=== WHAT THE TASK ASKS ===
In how many lines of the records does "banner" appear? Answer with one number.

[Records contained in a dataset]
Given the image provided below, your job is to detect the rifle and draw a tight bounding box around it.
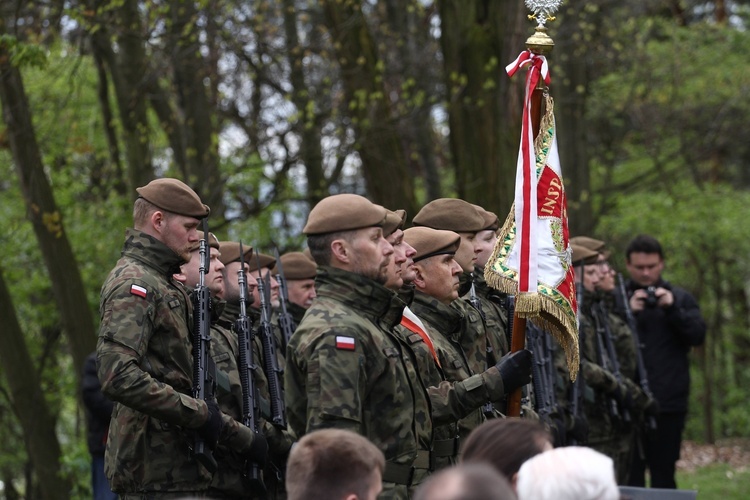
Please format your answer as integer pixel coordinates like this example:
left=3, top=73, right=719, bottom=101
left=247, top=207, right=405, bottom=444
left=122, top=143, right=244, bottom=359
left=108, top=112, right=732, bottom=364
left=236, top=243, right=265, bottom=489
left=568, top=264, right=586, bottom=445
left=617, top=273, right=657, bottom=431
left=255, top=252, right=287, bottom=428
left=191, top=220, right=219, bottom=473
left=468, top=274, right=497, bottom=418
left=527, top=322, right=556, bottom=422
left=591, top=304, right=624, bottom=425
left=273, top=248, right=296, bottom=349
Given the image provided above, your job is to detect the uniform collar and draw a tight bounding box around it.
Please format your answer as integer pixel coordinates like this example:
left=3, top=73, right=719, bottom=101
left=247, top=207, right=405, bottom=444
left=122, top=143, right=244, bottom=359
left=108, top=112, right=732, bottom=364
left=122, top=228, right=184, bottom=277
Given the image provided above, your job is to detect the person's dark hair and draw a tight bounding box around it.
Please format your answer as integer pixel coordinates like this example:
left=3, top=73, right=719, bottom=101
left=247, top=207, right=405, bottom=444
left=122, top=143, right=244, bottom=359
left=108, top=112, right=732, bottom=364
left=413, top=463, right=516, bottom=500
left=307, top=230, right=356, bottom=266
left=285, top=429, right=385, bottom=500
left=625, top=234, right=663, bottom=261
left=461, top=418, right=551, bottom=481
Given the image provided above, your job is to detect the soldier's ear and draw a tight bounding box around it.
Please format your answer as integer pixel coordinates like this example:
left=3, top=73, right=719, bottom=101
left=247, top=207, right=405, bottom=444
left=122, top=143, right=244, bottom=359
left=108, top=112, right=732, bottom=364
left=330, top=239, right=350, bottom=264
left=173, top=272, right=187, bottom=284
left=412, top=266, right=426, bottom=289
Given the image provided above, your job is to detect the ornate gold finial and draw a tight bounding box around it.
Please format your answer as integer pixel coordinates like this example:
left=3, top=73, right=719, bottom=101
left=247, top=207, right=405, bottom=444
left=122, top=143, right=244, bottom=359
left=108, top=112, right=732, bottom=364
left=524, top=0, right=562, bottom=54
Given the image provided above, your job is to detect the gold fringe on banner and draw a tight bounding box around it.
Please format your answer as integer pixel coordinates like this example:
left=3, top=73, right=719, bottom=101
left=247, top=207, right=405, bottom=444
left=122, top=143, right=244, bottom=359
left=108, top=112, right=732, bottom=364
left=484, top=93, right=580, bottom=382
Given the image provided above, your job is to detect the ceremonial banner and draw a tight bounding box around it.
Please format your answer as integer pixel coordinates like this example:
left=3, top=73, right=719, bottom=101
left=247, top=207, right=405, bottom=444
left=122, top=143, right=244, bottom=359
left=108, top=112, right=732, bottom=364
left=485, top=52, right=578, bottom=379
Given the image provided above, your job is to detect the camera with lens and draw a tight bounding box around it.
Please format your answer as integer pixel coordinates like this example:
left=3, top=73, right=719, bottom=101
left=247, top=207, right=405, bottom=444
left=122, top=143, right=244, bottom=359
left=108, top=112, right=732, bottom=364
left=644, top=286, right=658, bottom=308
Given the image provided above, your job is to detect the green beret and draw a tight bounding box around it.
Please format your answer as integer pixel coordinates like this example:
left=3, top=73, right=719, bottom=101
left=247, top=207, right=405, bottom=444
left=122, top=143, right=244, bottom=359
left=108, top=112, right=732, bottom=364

=== RESULT OF THE TASK ===
2